• Work required:
Output, exactly as written, the lines of the data below from the one containing "negative clicks: (75, 76) (96, 50)" to the end.

(Saved data entries)
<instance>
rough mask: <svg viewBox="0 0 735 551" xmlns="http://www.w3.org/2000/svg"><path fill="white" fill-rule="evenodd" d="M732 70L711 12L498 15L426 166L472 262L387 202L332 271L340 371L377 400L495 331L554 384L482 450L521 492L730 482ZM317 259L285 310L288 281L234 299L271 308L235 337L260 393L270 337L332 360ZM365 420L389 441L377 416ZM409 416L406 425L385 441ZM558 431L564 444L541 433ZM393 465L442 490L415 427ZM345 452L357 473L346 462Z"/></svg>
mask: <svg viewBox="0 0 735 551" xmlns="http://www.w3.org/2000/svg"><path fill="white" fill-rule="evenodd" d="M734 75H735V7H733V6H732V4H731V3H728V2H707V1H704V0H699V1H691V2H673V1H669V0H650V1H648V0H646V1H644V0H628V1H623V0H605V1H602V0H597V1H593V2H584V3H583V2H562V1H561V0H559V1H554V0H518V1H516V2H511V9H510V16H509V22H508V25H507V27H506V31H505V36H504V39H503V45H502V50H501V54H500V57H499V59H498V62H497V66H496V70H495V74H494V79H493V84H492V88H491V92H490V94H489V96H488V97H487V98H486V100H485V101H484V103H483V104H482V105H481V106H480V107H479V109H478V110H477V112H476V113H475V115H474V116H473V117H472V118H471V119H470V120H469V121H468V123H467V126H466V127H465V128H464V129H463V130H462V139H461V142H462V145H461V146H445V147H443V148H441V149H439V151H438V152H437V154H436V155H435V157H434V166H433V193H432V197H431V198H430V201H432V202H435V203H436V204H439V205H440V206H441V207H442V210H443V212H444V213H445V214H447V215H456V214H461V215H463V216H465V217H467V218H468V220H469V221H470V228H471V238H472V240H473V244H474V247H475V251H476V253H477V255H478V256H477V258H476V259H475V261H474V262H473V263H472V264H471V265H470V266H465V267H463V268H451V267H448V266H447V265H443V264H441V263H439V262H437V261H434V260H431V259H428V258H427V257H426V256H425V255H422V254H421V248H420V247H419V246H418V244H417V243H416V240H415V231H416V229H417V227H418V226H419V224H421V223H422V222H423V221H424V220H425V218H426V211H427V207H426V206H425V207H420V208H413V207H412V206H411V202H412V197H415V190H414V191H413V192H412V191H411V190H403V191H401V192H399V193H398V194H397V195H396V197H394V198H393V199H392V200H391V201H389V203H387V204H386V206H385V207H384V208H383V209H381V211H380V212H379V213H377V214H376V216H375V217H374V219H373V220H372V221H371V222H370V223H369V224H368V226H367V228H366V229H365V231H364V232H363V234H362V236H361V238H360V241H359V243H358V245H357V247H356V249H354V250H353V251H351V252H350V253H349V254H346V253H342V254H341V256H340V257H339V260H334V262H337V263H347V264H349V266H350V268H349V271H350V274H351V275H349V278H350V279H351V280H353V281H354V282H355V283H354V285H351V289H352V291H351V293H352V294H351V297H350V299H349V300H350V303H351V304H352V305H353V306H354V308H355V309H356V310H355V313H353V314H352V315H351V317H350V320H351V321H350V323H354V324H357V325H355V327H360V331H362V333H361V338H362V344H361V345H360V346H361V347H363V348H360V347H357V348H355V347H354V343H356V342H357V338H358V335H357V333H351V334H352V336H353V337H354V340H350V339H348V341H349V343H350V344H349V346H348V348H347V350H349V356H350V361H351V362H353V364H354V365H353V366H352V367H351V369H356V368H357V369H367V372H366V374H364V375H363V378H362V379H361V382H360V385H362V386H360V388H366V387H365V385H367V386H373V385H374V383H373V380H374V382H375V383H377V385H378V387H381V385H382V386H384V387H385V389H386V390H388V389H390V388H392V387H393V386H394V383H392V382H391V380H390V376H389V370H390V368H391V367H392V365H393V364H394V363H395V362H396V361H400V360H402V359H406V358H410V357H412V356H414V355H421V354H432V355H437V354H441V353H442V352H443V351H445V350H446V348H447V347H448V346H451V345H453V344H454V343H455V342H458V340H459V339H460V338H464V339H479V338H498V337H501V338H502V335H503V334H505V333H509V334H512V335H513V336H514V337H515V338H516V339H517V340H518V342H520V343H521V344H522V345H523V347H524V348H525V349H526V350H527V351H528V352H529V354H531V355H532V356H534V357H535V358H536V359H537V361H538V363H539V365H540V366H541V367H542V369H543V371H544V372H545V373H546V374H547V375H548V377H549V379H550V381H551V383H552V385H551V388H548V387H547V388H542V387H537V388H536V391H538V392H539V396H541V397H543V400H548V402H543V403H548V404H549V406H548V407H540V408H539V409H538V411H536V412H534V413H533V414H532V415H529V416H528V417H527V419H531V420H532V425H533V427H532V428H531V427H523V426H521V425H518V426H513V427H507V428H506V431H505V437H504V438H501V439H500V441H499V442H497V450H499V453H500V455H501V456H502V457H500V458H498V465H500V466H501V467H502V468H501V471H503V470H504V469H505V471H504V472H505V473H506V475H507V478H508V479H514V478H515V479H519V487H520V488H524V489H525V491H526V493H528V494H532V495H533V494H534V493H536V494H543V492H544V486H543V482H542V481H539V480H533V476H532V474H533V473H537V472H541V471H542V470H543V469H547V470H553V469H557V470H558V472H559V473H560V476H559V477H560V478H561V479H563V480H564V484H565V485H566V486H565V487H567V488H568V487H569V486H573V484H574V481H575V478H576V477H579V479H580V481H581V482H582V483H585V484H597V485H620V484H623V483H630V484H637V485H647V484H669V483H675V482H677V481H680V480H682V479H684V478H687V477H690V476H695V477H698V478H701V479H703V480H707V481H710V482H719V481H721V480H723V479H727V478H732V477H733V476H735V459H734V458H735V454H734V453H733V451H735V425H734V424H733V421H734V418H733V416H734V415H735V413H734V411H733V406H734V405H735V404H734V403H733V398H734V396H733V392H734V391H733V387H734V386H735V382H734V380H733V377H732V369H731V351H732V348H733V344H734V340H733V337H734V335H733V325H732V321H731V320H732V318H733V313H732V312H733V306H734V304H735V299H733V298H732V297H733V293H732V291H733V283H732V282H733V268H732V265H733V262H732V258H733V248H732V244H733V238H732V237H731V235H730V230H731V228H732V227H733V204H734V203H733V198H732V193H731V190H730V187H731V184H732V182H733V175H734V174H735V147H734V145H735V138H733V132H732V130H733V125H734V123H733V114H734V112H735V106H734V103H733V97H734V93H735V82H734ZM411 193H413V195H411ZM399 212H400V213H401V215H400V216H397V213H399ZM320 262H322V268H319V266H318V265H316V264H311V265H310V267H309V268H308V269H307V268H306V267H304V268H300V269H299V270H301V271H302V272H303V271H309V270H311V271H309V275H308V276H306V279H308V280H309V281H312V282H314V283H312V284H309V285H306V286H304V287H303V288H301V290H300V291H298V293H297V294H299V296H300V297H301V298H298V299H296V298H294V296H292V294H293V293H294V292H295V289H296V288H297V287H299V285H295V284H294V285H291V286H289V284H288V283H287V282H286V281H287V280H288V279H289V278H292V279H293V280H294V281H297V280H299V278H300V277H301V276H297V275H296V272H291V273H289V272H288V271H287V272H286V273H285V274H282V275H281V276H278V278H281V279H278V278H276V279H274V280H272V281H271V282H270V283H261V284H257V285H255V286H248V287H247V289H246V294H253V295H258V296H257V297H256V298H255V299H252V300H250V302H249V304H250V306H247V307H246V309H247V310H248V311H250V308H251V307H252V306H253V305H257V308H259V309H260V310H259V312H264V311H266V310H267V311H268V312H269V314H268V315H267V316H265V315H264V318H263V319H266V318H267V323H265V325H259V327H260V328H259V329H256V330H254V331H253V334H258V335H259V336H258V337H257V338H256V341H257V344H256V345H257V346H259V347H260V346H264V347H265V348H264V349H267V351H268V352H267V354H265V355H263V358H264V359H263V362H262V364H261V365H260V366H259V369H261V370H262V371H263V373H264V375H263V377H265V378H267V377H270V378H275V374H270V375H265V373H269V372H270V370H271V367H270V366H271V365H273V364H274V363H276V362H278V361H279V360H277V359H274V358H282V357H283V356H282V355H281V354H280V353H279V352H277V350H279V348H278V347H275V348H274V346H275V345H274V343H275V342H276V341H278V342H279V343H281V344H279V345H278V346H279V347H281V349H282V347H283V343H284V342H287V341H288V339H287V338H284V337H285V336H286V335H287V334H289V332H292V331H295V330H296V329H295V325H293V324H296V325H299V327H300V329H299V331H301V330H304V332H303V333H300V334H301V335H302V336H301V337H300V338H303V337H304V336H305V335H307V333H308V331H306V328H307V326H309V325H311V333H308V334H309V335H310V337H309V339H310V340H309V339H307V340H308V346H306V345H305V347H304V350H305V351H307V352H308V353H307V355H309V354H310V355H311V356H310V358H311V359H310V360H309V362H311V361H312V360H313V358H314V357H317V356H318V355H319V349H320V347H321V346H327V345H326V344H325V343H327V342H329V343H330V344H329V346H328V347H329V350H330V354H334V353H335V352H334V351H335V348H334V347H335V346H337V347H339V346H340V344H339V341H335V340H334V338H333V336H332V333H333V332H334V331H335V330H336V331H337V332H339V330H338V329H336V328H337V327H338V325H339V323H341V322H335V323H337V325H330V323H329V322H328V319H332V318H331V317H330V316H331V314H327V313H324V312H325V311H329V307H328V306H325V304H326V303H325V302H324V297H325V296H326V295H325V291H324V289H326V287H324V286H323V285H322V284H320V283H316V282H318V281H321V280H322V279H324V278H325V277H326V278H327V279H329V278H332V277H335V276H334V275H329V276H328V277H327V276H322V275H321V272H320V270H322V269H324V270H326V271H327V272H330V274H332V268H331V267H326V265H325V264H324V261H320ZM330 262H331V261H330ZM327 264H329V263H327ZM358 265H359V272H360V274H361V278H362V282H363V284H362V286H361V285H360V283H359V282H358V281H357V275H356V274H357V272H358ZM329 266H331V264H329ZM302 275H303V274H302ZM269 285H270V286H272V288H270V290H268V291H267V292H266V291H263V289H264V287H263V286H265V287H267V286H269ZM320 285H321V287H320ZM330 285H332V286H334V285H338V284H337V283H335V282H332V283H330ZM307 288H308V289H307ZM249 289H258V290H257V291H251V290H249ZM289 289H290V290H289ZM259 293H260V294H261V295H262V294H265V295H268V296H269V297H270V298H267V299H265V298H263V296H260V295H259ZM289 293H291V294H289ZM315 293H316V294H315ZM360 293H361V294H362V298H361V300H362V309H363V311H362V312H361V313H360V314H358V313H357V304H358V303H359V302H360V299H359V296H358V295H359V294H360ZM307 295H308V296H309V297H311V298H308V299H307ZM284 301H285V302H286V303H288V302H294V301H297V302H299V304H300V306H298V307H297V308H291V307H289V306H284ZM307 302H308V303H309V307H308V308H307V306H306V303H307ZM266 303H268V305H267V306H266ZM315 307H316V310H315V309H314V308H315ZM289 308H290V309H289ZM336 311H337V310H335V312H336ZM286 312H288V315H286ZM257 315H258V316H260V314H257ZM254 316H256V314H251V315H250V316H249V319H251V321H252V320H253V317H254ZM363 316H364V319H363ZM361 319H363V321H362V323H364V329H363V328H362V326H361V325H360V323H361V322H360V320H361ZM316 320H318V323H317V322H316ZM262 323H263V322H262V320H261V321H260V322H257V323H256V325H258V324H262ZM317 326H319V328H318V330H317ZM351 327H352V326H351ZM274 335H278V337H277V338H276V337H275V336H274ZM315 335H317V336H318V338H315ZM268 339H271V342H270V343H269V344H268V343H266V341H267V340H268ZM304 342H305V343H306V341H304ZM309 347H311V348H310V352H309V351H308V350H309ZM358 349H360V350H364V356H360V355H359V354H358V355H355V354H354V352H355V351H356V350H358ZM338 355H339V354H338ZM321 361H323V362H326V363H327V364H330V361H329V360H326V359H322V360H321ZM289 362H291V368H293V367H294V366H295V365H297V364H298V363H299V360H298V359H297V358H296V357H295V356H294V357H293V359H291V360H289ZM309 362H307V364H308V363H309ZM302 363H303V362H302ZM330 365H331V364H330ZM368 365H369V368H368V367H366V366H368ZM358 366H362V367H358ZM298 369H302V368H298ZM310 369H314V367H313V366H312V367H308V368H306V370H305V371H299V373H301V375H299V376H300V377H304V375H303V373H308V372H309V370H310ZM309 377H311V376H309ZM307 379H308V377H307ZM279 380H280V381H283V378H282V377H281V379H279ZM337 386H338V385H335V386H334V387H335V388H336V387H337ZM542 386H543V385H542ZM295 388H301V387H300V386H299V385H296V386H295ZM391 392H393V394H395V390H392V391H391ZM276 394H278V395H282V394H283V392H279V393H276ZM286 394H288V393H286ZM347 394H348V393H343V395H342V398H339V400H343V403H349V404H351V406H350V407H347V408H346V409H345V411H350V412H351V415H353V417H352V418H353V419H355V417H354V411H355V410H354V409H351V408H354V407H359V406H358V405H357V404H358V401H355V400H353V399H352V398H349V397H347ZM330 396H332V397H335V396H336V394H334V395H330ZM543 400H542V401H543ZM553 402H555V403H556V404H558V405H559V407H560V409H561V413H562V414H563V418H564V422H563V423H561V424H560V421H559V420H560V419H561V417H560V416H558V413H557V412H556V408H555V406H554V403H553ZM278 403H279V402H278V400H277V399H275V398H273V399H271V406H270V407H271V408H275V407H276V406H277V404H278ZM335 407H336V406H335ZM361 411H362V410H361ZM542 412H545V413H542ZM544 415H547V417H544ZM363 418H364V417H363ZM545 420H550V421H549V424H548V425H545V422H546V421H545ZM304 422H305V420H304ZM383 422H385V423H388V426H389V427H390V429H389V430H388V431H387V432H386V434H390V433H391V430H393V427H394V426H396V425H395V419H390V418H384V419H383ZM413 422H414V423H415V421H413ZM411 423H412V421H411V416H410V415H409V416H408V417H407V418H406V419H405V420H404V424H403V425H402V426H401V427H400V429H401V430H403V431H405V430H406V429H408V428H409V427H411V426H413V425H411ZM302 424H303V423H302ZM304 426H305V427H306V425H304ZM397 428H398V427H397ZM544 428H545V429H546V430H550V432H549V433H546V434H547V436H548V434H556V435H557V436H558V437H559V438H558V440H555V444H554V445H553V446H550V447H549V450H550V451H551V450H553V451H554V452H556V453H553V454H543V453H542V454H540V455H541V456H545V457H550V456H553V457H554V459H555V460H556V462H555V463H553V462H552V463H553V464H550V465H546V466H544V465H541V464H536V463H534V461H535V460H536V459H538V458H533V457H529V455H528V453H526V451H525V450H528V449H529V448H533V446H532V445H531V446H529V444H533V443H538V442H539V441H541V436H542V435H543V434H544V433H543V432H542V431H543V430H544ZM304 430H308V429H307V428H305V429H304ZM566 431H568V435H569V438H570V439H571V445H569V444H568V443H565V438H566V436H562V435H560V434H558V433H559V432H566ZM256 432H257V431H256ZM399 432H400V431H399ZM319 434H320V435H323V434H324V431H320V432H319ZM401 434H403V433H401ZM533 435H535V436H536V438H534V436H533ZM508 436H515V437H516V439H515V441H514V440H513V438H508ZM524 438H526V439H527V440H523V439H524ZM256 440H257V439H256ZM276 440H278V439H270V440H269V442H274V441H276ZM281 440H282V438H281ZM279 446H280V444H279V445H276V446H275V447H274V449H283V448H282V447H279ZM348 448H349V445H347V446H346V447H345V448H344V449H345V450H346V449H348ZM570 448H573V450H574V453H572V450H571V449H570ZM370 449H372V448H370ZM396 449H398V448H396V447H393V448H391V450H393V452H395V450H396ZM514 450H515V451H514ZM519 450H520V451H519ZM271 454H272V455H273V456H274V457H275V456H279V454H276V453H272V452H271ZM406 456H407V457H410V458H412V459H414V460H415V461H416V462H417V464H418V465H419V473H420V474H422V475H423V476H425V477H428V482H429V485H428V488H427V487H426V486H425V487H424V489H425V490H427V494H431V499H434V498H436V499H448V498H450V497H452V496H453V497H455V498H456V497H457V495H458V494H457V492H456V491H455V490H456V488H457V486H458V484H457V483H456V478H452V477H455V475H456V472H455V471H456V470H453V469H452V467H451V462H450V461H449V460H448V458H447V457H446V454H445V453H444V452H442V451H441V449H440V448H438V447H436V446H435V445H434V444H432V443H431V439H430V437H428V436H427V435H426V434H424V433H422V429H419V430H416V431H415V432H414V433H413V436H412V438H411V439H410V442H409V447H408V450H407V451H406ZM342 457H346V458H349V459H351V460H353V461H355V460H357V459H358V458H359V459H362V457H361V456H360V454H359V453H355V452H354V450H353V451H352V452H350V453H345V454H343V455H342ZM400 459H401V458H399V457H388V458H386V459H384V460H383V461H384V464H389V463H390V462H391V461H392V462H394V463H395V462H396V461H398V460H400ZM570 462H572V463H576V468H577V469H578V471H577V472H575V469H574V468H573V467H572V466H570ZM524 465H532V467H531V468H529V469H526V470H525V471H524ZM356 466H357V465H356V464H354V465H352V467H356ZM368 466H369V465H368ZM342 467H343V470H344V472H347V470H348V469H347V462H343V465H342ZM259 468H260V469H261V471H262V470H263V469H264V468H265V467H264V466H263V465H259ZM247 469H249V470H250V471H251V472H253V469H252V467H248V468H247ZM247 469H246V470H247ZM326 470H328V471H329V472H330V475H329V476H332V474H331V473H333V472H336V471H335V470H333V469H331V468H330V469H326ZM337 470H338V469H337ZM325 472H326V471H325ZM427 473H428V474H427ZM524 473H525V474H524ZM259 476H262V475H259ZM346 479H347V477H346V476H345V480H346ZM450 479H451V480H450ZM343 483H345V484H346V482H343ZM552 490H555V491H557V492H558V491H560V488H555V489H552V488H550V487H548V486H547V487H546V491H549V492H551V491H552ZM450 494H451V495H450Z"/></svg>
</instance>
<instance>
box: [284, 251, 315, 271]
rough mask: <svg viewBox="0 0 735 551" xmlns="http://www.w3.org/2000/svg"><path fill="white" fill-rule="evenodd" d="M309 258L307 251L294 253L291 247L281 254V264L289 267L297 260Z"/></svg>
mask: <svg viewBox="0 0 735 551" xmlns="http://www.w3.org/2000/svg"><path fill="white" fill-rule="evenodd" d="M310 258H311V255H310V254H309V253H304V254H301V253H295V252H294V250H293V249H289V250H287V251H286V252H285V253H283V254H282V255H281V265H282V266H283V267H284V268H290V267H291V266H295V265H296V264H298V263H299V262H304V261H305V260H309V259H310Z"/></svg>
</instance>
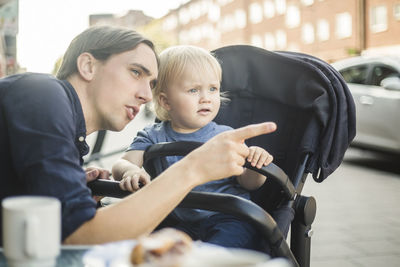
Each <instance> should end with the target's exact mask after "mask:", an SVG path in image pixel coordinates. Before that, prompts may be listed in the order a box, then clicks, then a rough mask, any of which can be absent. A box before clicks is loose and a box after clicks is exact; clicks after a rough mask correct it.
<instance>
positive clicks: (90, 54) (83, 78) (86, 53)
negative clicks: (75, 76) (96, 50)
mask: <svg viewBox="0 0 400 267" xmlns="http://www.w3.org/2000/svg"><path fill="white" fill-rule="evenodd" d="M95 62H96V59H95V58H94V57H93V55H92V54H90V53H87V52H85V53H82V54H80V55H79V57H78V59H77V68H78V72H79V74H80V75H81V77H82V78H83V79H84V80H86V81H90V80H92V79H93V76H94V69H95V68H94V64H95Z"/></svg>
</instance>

• Final answer:
negative clicks: (75, 76) (96, 50)
mask: <svg viewBox="0 0 400 267" xmlns="http://www.w3.org/2000/svg"><path fill="white" fill-rule="evenodd" d="M95 62H96V59H95V58H94V57H93V55H92V54H90V53H87V52H85V53H82V54H80V55H79V57H78V59H77V68H78V72H79V74H80V75H81V77H82V78H83V79H84V80H86V81H90V80H92V79H93V76H94V69H95V68H94V64H95Z"/></svg>
</instance>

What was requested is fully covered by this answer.